** INPUT DATA follows **
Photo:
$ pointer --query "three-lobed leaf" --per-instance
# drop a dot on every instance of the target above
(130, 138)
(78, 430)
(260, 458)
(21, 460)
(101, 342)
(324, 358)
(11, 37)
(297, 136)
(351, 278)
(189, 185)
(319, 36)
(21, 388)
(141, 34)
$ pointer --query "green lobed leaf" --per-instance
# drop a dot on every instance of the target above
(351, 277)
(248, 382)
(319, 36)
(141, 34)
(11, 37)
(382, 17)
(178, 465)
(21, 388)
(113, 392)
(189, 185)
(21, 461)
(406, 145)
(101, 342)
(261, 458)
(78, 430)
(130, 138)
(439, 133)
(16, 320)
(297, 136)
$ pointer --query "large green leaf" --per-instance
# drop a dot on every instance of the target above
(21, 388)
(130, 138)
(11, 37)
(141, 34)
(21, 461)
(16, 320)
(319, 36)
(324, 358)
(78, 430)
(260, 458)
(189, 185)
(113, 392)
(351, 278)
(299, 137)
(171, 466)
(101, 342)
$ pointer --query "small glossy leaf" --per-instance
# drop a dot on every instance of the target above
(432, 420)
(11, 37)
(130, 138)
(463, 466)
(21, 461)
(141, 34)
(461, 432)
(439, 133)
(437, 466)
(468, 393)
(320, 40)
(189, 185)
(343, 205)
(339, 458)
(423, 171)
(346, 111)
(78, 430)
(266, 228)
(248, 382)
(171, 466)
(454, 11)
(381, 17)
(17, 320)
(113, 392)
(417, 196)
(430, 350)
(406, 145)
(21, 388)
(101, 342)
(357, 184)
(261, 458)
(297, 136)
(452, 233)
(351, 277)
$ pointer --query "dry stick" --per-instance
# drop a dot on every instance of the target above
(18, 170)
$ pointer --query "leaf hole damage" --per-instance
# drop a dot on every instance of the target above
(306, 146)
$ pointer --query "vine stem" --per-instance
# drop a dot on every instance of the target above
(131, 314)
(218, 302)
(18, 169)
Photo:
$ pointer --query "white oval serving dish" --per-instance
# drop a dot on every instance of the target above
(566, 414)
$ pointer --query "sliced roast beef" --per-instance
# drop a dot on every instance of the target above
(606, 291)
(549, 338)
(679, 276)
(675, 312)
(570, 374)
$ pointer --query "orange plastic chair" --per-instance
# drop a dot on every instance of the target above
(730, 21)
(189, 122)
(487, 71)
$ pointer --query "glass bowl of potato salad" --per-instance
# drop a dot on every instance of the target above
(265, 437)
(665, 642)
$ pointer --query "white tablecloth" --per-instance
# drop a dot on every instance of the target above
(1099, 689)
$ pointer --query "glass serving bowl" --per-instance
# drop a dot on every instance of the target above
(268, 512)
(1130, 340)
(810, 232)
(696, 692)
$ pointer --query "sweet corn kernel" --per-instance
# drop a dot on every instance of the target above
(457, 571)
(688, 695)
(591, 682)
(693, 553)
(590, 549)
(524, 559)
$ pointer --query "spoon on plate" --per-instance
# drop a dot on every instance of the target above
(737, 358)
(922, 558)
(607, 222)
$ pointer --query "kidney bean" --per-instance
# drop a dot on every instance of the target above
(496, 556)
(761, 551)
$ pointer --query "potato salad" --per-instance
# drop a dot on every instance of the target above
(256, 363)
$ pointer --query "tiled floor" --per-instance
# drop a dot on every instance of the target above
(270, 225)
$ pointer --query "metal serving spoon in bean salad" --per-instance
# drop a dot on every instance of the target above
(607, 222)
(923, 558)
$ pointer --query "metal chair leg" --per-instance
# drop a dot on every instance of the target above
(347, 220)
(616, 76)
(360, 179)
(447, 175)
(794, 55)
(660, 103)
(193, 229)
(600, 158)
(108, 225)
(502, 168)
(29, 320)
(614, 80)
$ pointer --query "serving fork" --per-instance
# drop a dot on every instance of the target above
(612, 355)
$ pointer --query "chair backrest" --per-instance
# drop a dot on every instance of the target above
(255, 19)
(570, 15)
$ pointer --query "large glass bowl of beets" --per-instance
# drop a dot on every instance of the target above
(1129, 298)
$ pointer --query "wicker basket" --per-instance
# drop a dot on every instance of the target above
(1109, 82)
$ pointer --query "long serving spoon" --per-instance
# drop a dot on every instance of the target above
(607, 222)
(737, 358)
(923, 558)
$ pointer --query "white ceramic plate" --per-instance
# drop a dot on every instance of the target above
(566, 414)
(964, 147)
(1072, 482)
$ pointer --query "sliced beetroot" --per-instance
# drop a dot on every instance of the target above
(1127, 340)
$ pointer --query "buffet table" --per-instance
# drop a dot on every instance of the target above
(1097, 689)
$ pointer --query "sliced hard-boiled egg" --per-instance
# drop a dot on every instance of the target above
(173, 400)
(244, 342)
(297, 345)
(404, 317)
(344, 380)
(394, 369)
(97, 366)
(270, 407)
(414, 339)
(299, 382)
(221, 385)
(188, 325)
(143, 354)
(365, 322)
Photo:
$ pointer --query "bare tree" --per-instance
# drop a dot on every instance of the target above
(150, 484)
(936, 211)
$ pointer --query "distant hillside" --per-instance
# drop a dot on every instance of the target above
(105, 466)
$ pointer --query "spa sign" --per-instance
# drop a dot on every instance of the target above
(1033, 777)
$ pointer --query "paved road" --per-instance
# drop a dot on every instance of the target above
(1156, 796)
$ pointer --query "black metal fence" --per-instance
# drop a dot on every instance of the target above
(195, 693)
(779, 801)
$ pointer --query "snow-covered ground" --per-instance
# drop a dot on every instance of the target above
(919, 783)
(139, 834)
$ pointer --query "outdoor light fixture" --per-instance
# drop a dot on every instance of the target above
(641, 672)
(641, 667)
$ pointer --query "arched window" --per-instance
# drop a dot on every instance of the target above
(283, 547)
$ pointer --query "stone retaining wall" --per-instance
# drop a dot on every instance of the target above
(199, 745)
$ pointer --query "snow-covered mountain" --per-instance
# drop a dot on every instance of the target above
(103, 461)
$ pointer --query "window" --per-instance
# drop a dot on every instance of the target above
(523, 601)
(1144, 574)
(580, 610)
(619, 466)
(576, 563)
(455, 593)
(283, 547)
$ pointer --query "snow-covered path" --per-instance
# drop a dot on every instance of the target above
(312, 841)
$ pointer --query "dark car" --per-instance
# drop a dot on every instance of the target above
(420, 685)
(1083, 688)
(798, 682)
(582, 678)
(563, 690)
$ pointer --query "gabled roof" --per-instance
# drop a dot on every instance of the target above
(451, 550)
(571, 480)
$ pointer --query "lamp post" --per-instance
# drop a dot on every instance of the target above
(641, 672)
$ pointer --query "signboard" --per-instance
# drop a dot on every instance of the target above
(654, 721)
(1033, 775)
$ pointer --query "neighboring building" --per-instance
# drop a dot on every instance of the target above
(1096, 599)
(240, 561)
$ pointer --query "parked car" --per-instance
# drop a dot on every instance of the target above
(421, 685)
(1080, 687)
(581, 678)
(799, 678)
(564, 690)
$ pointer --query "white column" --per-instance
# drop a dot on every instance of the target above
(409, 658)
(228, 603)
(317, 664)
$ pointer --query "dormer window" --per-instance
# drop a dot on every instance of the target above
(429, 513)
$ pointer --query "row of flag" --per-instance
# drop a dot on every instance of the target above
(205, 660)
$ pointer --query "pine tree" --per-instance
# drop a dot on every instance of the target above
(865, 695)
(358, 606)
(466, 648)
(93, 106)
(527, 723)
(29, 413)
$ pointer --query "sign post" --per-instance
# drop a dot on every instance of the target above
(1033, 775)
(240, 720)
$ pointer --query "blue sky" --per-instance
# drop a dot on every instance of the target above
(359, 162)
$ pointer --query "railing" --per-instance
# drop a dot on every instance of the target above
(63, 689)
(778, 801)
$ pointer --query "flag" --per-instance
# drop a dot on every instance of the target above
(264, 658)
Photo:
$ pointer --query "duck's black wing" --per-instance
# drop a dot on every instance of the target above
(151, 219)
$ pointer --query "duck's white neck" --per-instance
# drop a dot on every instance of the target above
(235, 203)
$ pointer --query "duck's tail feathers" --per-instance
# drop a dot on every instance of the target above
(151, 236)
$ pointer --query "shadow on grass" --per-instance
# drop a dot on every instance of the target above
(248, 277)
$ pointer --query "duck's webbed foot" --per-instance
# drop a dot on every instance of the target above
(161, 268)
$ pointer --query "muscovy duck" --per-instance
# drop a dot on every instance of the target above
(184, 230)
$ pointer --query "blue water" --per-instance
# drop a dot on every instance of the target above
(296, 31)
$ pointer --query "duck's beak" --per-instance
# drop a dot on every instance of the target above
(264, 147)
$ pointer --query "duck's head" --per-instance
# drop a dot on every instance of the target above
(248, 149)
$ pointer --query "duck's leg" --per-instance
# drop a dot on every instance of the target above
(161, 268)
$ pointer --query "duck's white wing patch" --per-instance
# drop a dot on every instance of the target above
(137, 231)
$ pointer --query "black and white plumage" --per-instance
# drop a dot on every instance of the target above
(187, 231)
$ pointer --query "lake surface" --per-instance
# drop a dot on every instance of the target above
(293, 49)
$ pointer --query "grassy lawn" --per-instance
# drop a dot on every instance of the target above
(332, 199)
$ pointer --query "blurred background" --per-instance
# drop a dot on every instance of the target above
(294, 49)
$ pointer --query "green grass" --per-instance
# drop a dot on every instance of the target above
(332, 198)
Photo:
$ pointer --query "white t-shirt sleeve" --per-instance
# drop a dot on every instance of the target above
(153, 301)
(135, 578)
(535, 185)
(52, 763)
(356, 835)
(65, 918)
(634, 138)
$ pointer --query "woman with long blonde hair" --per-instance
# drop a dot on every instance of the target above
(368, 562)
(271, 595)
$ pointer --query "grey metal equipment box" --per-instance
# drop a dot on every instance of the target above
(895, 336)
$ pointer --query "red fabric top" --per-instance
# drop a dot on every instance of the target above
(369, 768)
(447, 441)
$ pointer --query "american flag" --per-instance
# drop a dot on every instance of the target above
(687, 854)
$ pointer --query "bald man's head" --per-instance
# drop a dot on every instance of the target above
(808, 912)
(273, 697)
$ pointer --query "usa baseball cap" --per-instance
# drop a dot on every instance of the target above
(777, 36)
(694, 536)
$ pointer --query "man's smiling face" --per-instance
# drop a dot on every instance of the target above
** End of INPUT DATA **
WHAT THE EXERCISE ASKS: Search the listing for "chair" and copy each line holding it.

SOLUTION FOR THIS EXERCISE:
$ pointer --query "orange plastic chair" --per-instance
$ pointer --query "metal chair leg" --per-instance
$ pointer --query "chair backrest" --per-instance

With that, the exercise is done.